**Quoted passage**
┄┄┄┄┄┄┄┄┄┄

Great write up April. This reminded me of the seat belt. No car buyer would ever imagine to compare seat belts, but if a car didn’t have one…well it’s the show stopper.
So many companies I advise don’t invest in their “seat belts” anymore as it doesent support their differentiated value (and we gotta put all our money there).
Yes, that's exactly it. In tech, sometimes it's hard to tell the difference, though. It's less like a seatbelt and more like an upgraded stereo system. It's better, but does anyone care all that much? is that really what gets the deal done?
Nearly every SaaS product I see has the value prop built around saving you time and making you money as a result, but I see very little differentiated value. We often list all the things in our copy- features, same same value. So we’re very reliant on the bad experience with a competitor you mention.
In B2B, if we abstract our value proposition all the way out to "pure" marketing-textbook value, then we only have two things we can do for customers - we help them make money or we help them save money (technically reduce risk is the third but we see that one less often). The trick is for us to translate from features to value but maintain our differentiation, which means we have to get a whole lot more specific and less abstract than "makes money." If the value prop could be applied to any competitor - we haven't done our job.
My first sales trainer called them go-fosters. They don’t close the deal but they do make the deal go faster.
Sometimes those go-fasters can turn into differentiated value, post sale, like professional services. In enterprise B2B PS is expected, usually in terms of initial time to value. It’s a year or two down the road that where PS can shine, after the customer has implemented and used it. They’ll have gotten used to it functioning a certain way and PS can show them the blind spots or areas of vast improvement. Hard to sell that up front but certainly something for account managers to push prior to renewal.
Great read! Also the most powerful value propositions tend to have a cascade effect. When you solve one core problem it also helps you identify solutions to 3- 4 other challenges that your customer is facing.
There is a newly published book that speaks to what they refer to as “drivers” (the differentiators) and “satisfiers” (table stakes) similarly to your concept of value vs objection handling. The book is called “The Missionary and the Mercercenary.”
Organizations tend to overdeliver on satisfiers which customers generally won’t pay you extra for. But they will pay for drivers.
I’d love to offer a different perspective—while we recognize that many companies align with the approach outlined in your article, at Crombie, through our Empathy-Driven Business philosophy, we’ve intentionally broken away from this conventional way of thinking.
The model described in your piece is built on preconceived ideas of value and objections. However, from our perspective, there is a fundamental disconnect in how value is framed for customers. Value cannot be reduced to features or specific solutions; rather, it must be deeply rooted in how we understand and solve the unique challenges of each client, continuously adapting to their needs, expectations, and context.
Value is not in the “offering”; it’s in how our capabilities and human-centered approach transform our clients’ reality.
Why do we see it differently?
The concept of "offering" is outdated and limiting. Defining a company's value solely by its offering—whether a product or service—misses the deeper connection with customers. The true value is not in the tangible features, but in how these solutions address specific, real-world challenges.

┄┄┄┄┄┄┄┄┄┄

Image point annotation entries
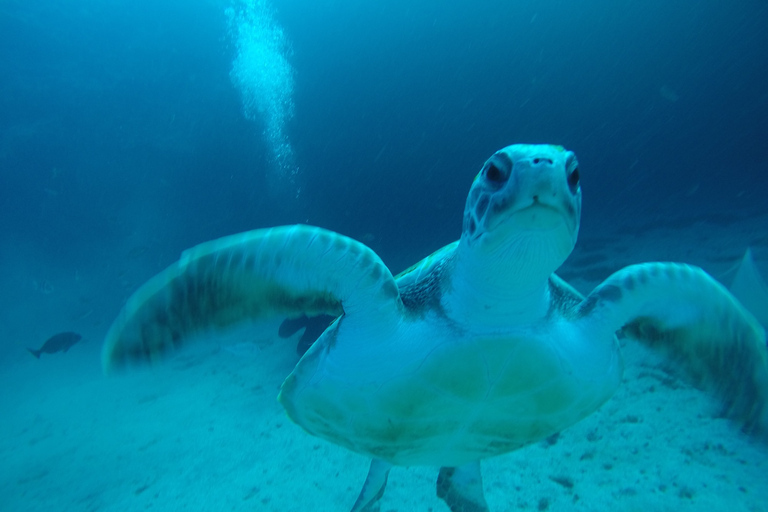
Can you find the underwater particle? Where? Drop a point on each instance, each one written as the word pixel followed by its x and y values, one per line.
pixel 565 481
pixel 668 94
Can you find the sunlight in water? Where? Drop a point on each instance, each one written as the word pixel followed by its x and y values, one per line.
pixel 264 77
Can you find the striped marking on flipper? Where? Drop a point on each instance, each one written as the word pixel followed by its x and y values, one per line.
pixel 285 271
pixel 684 314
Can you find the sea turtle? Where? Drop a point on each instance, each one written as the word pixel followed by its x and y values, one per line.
pixel 475 351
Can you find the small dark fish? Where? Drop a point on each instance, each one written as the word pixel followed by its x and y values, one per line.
pixel 57 343
pixel 315 325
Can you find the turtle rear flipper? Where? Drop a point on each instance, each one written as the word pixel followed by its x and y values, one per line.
pixel 682 313
pixel 285 271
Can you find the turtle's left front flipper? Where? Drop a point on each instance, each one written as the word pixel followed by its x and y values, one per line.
pixel 681 312
pixel 278 272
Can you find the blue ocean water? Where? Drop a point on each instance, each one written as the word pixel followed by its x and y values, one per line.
pixel 132 130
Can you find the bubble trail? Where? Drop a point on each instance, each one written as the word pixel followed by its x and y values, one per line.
pixel 265 79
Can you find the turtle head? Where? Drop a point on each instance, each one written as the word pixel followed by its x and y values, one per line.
pixel 523 210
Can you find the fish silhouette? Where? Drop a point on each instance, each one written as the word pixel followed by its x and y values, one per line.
pixel 57 343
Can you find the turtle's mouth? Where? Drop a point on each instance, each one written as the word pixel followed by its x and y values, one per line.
pixel 535 215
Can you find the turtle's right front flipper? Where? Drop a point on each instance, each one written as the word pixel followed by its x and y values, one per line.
pixel 288 271
pixel 682 313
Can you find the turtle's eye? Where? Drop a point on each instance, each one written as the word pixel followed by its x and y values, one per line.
pixel 495 175
pixel 573 180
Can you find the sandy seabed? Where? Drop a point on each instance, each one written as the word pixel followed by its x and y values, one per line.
pixel 204 432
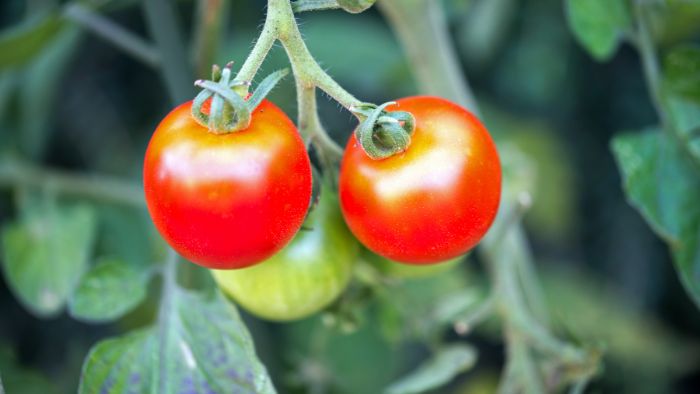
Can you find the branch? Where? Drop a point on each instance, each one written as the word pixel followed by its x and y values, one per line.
pixel 95 187
pixel 162 22
pixel 422 30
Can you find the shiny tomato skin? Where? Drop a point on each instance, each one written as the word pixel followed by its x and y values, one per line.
pixel 402 271
pixel 231 200
pixel 432 202
pixel 305 276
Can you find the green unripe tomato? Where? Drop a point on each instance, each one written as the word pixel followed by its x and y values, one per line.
pixel 303 278
pixel 408 271
pixel 355 6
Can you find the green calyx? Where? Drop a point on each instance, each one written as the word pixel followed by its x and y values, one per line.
pixel 355 6
pixel 229 111
pixel 383 134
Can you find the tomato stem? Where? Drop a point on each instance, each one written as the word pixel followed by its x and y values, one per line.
pixel 422 30
pixel 281 25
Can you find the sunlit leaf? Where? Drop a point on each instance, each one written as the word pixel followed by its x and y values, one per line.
pixel 449 362
pixel 17 379
pixel 664 184
pixel 108 291
pixel 46 252
pixel 200 345
pixel 41 81
pixel 684 116
pixel 599 25
pixel 682 71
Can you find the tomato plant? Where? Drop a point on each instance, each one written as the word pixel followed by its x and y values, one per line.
pixel 434 201
pixel 227 200
pixel 305 276
pixel 409 271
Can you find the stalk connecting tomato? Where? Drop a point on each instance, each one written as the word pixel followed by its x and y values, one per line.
pixel 227 200
pixel 432 202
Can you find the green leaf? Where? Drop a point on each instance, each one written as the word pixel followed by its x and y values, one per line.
pixel 108 291
pixel 598 25
pixel 664 185
pixel 21 43
pixel 684 117
pixel 199 346
pixel 41 81
pixel 449 362
pixel 682 71
pixel 17 379
pixel 46 253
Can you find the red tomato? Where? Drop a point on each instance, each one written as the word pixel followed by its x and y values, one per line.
pixel 434 201
pixel 231 200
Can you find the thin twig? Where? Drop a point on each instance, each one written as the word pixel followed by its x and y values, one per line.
pixel 164 26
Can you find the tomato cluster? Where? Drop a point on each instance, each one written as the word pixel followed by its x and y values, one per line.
pixel 235 203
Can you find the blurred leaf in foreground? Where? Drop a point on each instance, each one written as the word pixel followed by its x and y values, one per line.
pixel 19 380
pixel 682 71
pixel 20 43
pixel 108 291
pixel 447 363
pixel 664 185
pixel 200 345
pixel 641 354
pixel 599 25
pixel 45 253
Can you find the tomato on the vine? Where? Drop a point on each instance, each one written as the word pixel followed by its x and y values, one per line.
pixel 227 200
pixel 398 270
pixel 432 202
pixel 307 275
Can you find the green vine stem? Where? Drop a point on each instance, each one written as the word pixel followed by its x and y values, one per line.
pixel 422 30
pixel 644 41
pixel 281 25
pixel 209 26
pixel 101 188
pixel 428 47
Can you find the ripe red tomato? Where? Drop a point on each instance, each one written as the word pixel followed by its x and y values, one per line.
pixel 305 276
pixel 434 201
pixel 227 200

┄┄┄┄┄┄┄┄┄┄

**Task requirements**
1. Set down the comment thread word for word, from "Great read! Also" to "pay for drivers.".
2. What philosophy does the comment thread say Crombie follows?

**Problem solutions**
1.
Great read! Also the most powerful value propositions tend to have a cascade effect. When you solve one core problem it also helps you identify solutions to 3- 4 other challenges that your customer is facing.
There is a newly published book that speaks to what they refer to as “drivers” (the differentiators) and “satisfiers” (table stakes) similarly to your concept of value vs objection handling. The book is called “The Missionary and the Mercercenary.”
Organizations tend to overdeliver on satisfiers which customers generally won’t pay you extra for. But they will pay for drivers.

2. Its Empathy-Driven Business philosophy.